■ Point labeling dataset excerpts:
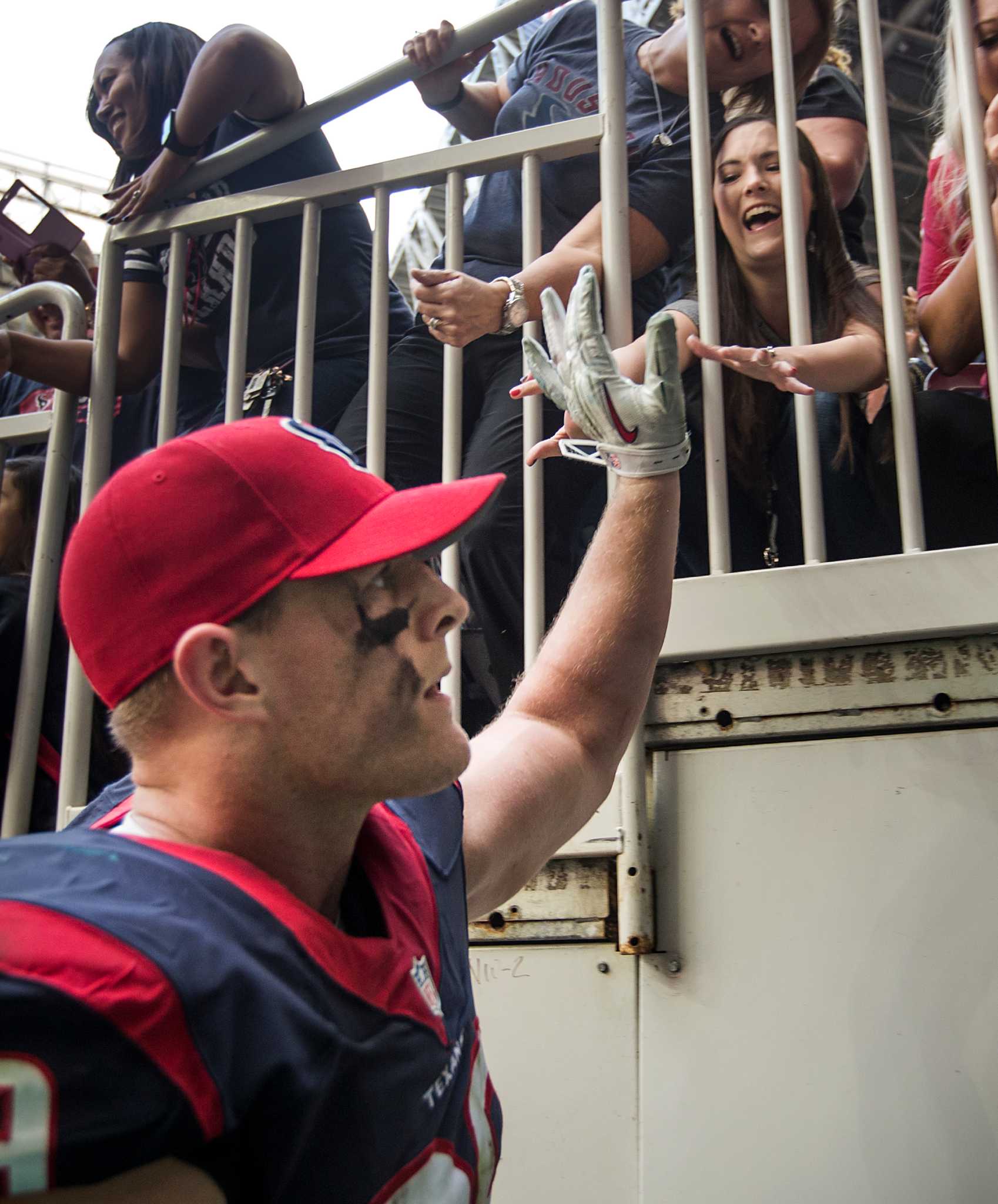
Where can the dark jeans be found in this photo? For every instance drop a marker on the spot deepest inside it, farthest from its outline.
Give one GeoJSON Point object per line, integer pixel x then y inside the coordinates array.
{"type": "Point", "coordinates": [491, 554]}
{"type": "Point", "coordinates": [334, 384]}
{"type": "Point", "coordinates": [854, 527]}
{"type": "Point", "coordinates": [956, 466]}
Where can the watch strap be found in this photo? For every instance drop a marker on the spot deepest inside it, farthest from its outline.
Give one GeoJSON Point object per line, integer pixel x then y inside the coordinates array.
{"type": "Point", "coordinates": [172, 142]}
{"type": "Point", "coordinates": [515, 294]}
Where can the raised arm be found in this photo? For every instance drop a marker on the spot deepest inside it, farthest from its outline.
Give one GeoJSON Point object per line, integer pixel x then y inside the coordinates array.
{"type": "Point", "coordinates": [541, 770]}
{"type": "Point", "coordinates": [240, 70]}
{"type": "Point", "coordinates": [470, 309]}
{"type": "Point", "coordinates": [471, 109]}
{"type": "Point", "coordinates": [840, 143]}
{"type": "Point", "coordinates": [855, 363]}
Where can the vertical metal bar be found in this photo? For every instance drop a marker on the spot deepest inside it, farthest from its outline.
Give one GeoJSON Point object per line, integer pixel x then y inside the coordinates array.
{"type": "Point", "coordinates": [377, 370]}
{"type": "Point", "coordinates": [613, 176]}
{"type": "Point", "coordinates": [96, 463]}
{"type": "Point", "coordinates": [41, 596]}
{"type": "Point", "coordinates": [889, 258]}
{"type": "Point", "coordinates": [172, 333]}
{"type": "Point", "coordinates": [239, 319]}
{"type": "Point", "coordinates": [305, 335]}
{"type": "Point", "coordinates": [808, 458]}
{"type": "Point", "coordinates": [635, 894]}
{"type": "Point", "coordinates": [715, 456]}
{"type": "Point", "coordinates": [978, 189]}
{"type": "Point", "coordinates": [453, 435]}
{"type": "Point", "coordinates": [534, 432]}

■ To be done: Give the lines exactly as they stand, from the line with "Where can the raised" through the end of the material.

■ Problem solution:
Where can the raised arm be found in this photo? For every instance drop a marker on the spot deepest inside it, farthest from its outline.
Give one GeoJSON Point object per line, integer pixel x then y inside the coordinates array.
{"type": "Point", "coordinates": [541, 770]}
{"type": "Point", "coordinates": [240, 70]}
{"type": "Point", "coordinates": [470, 309]}
{"type": "Point", "coordinates": [471, 109]}
{"type": "Point", "coordinates": [840, 143]}
{"type": "Point", "coordinates": [855, 363]}
Where can the vertical metal bar be found in this photo? For every instance drop a marker on the spot deepest inside it, farthest from its outline.
Give one GeoJSON Point object per line, integer pixel x then y inside the coordinates array.
{"type": "Point", "coordinates": [377, 370]}
{"type": "Point", "coordinates": [613, 176]}
{"type": "Point", "coordinates": [96, 463]}
{"type": "Point", "coordinates": [41, 596]}
{"type": "Point", "coordinates": [889, 258]}
{"type": "Point", "coordinates": [172, 333]}
{"type": "Point", "coordinates": [239, 319]}
{"type": "Point", "coordinates": [305, 335]}
{"type": "Point", "coordinates": [808, 458]}
{"type": "Point", "coordinates": [635, 894]}
{"type": "Point", "coordinates": [715, 456]}
{"type": "Point", "coordinates": [978, 189]}
{"type": "Point", "coordinates": [453, 435]}
{"type": "Point", "coordinates": [534, 432]}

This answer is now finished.